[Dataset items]
-- Begin --

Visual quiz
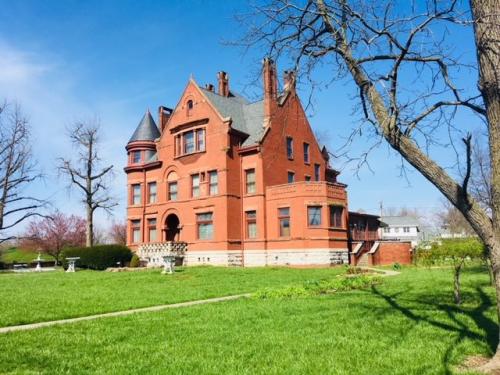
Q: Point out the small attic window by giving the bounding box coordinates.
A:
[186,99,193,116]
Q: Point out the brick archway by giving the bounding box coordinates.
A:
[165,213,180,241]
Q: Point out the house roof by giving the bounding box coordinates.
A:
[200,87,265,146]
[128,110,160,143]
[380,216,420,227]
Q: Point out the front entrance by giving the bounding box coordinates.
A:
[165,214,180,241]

-- End --
-- Begin --

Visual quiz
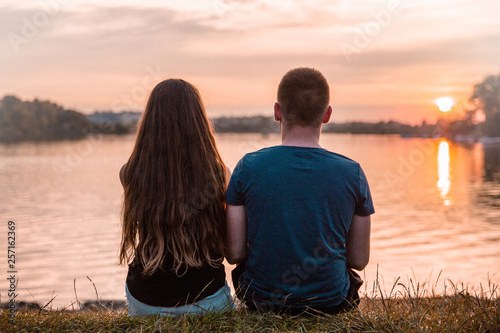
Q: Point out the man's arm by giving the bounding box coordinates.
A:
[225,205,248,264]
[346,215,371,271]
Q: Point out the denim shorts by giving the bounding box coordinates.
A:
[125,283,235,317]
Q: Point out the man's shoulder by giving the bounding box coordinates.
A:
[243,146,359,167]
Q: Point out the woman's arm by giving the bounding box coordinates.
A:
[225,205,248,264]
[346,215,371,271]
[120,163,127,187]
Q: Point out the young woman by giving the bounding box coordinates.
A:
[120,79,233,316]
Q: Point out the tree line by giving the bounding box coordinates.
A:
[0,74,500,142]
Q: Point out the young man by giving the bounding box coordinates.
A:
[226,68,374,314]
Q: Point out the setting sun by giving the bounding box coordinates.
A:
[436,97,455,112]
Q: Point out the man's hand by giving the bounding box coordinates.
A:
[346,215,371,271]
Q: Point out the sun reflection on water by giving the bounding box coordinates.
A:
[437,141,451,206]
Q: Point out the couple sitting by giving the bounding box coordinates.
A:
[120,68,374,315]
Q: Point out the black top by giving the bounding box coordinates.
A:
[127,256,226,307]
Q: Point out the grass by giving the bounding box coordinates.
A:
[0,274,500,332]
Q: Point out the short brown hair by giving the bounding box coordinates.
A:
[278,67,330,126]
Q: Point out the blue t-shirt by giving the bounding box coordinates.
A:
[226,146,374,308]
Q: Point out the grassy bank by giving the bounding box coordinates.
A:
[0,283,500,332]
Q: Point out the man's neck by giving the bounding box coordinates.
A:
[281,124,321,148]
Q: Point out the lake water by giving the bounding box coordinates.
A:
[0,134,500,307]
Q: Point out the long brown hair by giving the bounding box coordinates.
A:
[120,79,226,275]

-- End --

== The exercise ==
Copy the data above verbatim, beginning at the line containing "Q: Point out the setting" and ending after the line containing "[120,79,226,275]".

== Completed exercise ==
Q: Point out the setting sun by giving the bounding box coordinates.
A:
[436,97,455,112]
Q: Point out the man's hand by giving the bounding box coordinates.
A:
[346,215,371,271]
Q: Point out the sun reflection on water by giving the bounding box coordinates.
A:
[437,141,451,206]
Q: Point out the couple sitting by giving the bounding box coordinates.
A:
[120,68,374,315]
Q: Point out the black top by giving the bounding box coordinates.
A:
[127,256,226,307]
Q: Point out the grass by giving the bounding box coordinates.
A:
[0,274,500,332]
Q: Point out the short brown hair by giving the bounding box coordinates.
A:
[278,67,330,126]
Q: Point out the blue t-shirt by giving the bounding box coordinates.
A:
[226,146,374,308]
Q: Point out the grassy bank by giving the bounding box coordinates.
A:
[0,283,500,332]
Q: Point out the man's neck by giving the bounding box coordinates.
A:
[281,124,321,148]
Q: Point out the lake water by giving the bounding box coordinates.
A:
[0,134,500,307]
Q: Point out the long brown hair by giving the bounding box coordinates.
A:
[120,79,226,275]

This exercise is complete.